» **Your assignment**:
In the copy, keep every line below as it is and leave out the pictures.

*** Block opens ***

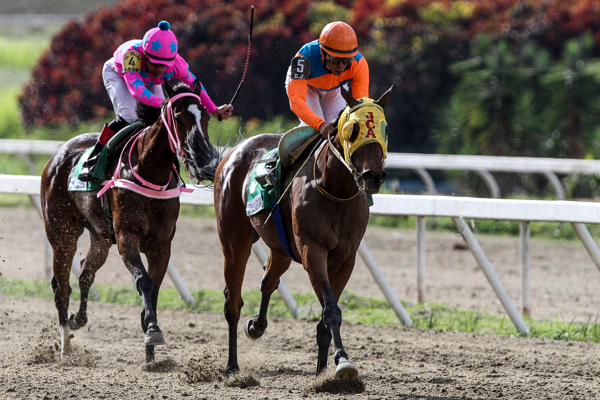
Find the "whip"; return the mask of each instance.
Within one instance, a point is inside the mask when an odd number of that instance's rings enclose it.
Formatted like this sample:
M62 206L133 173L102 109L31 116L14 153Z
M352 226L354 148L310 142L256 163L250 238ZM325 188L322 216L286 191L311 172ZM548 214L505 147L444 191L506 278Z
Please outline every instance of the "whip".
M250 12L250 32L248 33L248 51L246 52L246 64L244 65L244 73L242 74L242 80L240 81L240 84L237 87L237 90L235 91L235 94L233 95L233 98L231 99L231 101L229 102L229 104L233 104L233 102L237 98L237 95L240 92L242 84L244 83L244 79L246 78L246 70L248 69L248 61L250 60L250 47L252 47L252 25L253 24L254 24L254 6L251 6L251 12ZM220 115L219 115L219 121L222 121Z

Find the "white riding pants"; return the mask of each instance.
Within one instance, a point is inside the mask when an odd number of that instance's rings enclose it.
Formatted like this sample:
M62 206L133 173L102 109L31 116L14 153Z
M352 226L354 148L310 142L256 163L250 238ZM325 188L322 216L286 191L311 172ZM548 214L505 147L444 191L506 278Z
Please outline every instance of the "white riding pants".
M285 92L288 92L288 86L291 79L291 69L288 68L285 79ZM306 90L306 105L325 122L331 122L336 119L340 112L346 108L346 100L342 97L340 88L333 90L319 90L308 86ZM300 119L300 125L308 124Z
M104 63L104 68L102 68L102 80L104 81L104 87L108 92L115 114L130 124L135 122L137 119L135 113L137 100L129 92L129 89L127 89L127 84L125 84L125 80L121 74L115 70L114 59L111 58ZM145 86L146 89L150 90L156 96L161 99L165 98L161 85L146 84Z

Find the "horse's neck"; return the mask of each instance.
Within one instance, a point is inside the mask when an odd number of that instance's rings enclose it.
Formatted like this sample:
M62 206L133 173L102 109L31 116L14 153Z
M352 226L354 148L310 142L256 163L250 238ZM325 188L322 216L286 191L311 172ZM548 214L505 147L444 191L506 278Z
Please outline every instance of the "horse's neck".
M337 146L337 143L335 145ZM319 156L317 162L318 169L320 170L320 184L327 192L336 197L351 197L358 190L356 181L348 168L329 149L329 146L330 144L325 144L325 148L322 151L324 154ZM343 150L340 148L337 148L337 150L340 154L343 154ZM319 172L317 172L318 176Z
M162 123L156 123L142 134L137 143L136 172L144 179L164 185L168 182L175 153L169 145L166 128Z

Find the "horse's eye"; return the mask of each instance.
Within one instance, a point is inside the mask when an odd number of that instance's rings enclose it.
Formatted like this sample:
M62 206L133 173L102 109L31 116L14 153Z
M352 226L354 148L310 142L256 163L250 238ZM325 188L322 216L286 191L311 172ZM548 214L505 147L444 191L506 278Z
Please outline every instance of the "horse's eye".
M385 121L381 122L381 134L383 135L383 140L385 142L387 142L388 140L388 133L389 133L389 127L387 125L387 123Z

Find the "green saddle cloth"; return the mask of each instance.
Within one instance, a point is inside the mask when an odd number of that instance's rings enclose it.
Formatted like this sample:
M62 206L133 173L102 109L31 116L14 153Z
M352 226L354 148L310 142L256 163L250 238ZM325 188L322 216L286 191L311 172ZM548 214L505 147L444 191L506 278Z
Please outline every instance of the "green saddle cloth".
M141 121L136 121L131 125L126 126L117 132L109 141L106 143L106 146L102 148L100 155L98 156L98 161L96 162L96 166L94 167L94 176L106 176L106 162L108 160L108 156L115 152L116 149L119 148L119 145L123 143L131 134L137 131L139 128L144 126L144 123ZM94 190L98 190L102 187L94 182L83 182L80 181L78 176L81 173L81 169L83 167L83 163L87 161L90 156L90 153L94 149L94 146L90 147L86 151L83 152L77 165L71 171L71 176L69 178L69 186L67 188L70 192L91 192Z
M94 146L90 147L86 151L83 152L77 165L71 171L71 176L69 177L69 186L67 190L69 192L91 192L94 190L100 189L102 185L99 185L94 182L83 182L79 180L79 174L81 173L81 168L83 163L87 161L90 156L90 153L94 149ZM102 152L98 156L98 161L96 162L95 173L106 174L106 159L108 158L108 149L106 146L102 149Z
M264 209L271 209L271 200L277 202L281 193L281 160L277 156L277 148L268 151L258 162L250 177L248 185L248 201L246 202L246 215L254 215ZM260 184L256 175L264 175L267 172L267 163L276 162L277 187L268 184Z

*** Block closes ***

» **Expected output**:
Find the "whip"; return the mask of each instance.
Within one instance, a point is inside the mask when an odd number of that instance's rings enclose it.
Formatted like this sample:
M62 206L133 173L102 109L31 116L14 153Z
M352 226L354 148L310 142L256 163L250 238ZM325 188L322 216L286 191L311 172ZM548 214L505 147L444 191L506 278Z
Please outline every instance of the "whip".
M250 12L250 32L248 33L248 51L246 52L246 64L244 65L244 73L242 74L242 80L240 81L240 84L237 87L237 90L235 91L235 94L233 95L233 98L231 99L231 101L229 102L229 104L233 104L233 102L237 98L237 95L240 92L242 84L244 83L244 79L246 78L246 70L248 69L248 61L250 60L250 47L252 47L252 25L253 24L254 24L254 6L251 6L251 12ZM220 115L219 115L219 121L222 121Z

Find the "white riding pants"; return the mask of each instance.
Within one instance, a point is inside the mask when an odd number of that instance's rings enclose it.
Formatted like this sample:
M62 206L133 173L102 109L31 116L14 153Z
M352 226L354 148L310 142L256 163L250 238ZM325 188L322 216L286 191L311 172ZM548 214L505 147L444 191L506 278Z
Please outline every instance of the "white riding pants".
M285 92L288 92L288 86L291 79L291 69L288 68L285 79ZM306 90L306 105L325 122L331 122L336 119L340 112L346 108L346 100L342 97L340 88L333 90L319 90L308 86ZM300 119L300 125L308 124Z
M104 63L104 68L102 68L102 80L104 81L104 87L108 92L115 114L130 124L135 122L137 119L135 113L137 100L129 92L129 89L127 89L127 84L125 84L125 80L121 74L115 70L114 59L111 58ZM145 86L146 89L150 90L156 96L161 99L165 98L161 85L146 84Z

Find the "horse's neck"; return the mask of each instance.
Within one instance, a point is inside the mask when an odd number of that instance's rings enclose it.
Formatted like this sample:
M62 206L133 173L102 109L31 116L14 153Z
M352 226L354 148L310 142L256 163L250 238ZM325 188L322 216L286 191L311 172ZM548 214L505 147L444 191L506 278Z
Please outline every instance of the "horse's neck".
M337 146L337 143L335 145ZM319 156L317 162L318 169L320 170L320 184L327 192L336 197L351 197L358 190L356 181L348 168L329 149L329 146L330 144L325 144L325 148L322 151L324 154ZM343 150L340 148L337 148L337 150L340 154L343 154ZM319 172L317 172L318 176Z
M162 123L156 123L142 134L137 143L136 172L144 179L164 185L168 182L175 153L169 145L166 128Z

Find the "horse's eye"; return the mask of each instance.
Within one instance, a point is inside the mask when an odd number of that instance's rings enclose it.
Formatted like this sample:
M62 206L133 173L102 109L31 116L14 153Z
M352 226L354 148L310 142L256 163L250 238ZM325 188L322 216L286 191L311 172ZM548 214L505 147L444 191L506 278Z
Please outline every instance of the "horse's eye".
M385 121L381 122L381 134L383 135L383 140L385 142L387 142L388 140L388 133L389 133L389 127L387 125L387 123Z

Find the "green saddle cloth"; return the mask of each instance.
Within one instance, a point is inside the mask when an odd number of that instance's rings enclose it.
Formatted like this sample:
M62 206L133 173L102 109L31 116L14 153Z
M352 226L354 148L310 142L256 163L250 238ZM325 188L322 216L286 191L311 172ZM548 214L505 147L444 191L506 278Z
Please outline every instance of the "green saddle cloth".
M141 121L136 121L131 125L126 126L117 132L109 141L106 143L106 146L102 148L100 155L98 156L98 161L96 162L96 166L94 167L94 176L106 176L106 162L108 160L108 156L115 152L116 149L119 148L119 145L123 143L131 134L137 131L139 128L144 126L144 123ZM94 190L98 190L102 187L94 182L83 182L80 181L78 176L81 173L81 169L83 167L83 163L87 161L90 156L90 153L94 149L94 146L90 147L86 151L83 152L77 165L71 171L71 176L69 178L69 186L67 188L70 192L91 192Z
M94 146L90 147L86 151L83 152L77 165L71 171L71 176L69 177L69 186L67 190L69 192L91 192L94 190L100 189L102 185L99 185L94 182L83 182L79 180L79 174L81 173L81 168L83 163L87 161L90 156L90 153L94 149ZM102 152L98 156L98 161L96 162L95 173L106 174L106 159L108 158L108 149L106 146L102 149Z
M264 209L271 209L271 200L277 202L281 193L281 160L277 156L277 148L268 151L258 162L250 177L248 185L248 201L246 202L246 215L254 215ZM260 184L256 175L264 175L267 172L267 163L276 162L277 187L268 184Z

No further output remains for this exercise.